PROBLEM DESCRIPTION
Each line of the records below that includes "screen" adds one to the count; state the final count by itself.

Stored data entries
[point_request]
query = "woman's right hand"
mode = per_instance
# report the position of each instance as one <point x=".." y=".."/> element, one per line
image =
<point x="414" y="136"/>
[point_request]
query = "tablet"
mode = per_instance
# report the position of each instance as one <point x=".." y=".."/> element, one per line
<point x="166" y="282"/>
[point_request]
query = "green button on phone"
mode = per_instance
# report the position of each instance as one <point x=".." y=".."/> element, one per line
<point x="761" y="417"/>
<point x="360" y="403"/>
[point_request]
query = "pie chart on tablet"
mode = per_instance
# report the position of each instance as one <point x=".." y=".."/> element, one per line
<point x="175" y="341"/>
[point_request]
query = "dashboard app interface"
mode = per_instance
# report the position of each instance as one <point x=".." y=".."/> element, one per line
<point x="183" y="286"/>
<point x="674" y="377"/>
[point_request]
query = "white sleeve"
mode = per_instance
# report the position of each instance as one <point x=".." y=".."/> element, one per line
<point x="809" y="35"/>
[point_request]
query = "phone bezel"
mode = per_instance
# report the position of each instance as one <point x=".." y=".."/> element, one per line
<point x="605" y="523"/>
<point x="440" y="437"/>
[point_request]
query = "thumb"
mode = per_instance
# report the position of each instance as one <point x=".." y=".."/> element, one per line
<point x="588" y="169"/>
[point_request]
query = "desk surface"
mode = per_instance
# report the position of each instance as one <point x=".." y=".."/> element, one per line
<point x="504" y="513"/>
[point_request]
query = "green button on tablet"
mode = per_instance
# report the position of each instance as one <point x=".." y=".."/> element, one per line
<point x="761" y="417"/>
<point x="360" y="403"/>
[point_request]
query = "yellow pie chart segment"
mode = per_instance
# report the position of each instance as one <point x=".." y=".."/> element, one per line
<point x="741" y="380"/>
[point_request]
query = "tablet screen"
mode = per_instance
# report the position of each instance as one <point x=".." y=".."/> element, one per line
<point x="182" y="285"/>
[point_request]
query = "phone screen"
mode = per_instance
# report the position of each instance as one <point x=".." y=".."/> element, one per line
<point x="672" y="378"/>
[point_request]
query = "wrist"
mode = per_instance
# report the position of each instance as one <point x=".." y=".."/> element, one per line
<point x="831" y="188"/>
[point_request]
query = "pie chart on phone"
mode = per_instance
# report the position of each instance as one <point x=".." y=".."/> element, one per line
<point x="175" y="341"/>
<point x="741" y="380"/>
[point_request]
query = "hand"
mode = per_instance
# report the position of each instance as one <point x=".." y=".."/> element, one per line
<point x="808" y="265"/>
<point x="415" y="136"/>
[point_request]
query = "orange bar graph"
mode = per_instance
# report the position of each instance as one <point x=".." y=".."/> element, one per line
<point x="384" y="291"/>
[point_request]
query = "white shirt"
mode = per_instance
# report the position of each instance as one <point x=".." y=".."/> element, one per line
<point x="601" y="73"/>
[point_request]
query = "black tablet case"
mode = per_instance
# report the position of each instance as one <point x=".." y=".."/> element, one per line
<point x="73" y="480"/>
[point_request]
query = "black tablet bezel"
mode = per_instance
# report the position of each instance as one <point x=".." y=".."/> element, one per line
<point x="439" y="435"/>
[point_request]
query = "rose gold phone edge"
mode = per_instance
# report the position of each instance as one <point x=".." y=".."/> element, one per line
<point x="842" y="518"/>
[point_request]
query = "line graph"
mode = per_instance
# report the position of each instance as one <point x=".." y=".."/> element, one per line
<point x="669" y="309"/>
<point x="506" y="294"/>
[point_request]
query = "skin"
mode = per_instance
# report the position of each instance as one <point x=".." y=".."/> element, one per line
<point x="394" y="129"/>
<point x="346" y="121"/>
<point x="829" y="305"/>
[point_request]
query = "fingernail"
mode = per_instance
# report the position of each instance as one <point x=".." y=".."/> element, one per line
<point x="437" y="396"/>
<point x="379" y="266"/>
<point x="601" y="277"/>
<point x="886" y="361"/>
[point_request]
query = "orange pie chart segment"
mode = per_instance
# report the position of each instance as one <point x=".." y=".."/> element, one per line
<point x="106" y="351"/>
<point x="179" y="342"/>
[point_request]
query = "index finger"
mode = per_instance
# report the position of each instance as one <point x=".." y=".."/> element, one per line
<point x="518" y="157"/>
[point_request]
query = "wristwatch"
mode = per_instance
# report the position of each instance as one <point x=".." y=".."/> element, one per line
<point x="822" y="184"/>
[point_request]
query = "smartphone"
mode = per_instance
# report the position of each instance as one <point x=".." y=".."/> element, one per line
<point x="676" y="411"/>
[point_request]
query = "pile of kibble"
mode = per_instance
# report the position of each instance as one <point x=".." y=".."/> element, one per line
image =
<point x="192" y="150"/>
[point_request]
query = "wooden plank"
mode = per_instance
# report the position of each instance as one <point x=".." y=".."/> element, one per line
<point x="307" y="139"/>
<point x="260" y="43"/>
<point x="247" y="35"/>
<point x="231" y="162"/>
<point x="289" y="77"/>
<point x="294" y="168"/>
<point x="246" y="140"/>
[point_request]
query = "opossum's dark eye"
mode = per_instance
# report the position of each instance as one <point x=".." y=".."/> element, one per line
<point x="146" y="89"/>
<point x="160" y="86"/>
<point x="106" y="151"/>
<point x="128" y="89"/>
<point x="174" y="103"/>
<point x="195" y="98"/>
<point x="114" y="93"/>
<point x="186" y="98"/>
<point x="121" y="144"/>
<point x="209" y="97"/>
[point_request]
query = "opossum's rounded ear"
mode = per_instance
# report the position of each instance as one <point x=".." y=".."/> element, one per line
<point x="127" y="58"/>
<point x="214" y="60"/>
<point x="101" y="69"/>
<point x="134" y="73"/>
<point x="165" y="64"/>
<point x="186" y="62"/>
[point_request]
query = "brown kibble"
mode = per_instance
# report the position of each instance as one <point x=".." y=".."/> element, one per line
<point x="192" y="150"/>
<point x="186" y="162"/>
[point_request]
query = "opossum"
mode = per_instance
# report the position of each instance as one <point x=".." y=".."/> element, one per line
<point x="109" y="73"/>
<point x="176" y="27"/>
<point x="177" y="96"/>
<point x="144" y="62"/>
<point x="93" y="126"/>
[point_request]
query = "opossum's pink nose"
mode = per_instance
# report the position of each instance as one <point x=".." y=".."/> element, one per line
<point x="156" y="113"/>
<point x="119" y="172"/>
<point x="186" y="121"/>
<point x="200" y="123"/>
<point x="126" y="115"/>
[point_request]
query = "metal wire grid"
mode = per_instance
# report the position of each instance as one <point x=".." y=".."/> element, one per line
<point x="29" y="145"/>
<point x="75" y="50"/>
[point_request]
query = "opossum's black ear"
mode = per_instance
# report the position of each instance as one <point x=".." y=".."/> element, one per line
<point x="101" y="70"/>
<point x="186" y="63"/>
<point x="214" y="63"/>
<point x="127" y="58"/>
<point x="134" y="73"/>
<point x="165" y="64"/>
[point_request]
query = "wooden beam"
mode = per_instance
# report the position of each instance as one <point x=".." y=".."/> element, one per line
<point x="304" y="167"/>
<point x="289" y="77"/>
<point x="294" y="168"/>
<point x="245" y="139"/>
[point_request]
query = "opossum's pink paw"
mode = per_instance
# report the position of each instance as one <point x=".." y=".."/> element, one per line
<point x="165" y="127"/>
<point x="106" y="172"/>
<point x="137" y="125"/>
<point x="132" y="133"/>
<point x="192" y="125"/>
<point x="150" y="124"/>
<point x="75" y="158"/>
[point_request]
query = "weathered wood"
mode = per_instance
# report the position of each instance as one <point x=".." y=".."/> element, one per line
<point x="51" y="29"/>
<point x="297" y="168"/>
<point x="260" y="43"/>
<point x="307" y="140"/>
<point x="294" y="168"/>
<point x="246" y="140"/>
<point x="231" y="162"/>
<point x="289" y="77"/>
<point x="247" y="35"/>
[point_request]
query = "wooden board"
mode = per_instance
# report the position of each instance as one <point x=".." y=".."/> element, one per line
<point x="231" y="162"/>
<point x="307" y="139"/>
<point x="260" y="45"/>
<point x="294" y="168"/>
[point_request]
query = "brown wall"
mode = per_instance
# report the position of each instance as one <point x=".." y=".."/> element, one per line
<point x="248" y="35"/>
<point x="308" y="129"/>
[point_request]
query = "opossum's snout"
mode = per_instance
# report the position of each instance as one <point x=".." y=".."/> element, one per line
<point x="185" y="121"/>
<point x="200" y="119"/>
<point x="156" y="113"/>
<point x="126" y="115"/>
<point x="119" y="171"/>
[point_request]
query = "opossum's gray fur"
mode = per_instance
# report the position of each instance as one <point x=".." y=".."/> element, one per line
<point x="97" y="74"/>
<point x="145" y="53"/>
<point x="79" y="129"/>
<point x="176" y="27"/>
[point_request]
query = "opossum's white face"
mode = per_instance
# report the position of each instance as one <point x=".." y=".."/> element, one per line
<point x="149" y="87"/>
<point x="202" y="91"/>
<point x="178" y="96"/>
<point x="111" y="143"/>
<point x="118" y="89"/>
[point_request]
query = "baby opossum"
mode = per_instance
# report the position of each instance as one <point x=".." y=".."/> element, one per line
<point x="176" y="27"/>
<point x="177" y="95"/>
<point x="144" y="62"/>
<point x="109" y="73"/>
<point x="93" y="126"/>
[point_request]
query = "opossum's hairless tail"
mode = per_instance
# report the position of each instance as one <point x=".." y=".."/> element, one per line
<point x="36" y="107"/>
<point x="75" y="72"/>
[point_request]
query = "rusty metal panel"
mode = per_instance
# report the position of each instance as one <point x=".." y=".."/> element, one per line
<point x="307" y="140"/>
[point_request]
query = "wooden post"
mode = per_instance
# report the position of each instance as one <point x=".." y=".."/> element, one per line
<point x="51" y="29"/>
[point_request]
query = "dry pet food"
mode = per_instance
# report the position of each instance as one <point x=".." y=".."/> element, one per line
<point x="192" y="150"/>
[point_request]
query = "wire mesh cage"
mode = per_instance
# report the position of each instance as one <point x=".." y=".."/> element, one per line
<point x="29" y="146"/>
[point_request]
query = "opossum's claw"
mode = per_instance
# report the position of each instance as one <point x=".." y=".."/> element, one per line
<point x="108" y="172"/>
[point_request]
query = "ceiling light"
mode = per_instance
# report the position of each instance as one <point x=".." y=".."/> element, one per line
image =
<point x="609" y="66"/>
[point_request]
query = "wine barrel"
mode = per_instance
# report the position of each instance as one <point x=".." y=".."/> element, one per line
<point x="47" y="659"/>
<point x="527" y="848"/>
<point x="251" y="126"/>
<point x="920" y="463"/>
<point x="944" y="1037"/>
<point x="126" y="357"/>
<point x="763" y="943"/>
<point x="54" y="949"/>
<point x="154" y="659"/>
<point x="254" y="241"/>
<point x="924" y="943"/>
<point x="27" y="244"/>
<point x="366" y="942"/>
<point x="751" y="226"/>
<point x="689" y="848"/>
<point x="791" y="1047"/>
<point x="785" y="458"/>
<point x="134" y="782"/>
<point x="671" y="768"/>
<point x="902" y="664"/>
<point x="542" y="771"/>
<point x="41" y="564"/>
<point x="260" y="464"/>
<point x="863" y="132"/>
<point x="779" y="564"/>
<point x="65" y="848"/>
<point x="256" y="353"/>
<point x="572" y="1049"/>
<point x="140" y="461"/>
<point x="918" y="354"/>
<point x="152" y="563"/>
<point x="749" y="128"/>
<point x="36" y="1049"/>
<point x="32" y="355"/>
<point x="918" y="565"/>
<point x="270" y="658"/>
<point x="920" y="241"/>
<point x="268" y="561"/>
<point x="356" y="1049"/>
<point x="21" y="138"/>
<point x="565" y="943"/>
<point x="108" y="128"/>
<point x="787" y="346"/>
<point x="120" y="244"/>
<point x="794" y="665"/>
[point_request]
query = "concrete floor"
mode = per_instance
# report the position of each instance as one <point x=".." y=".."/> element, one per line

SOLUTION TO THIS PROBLEM
2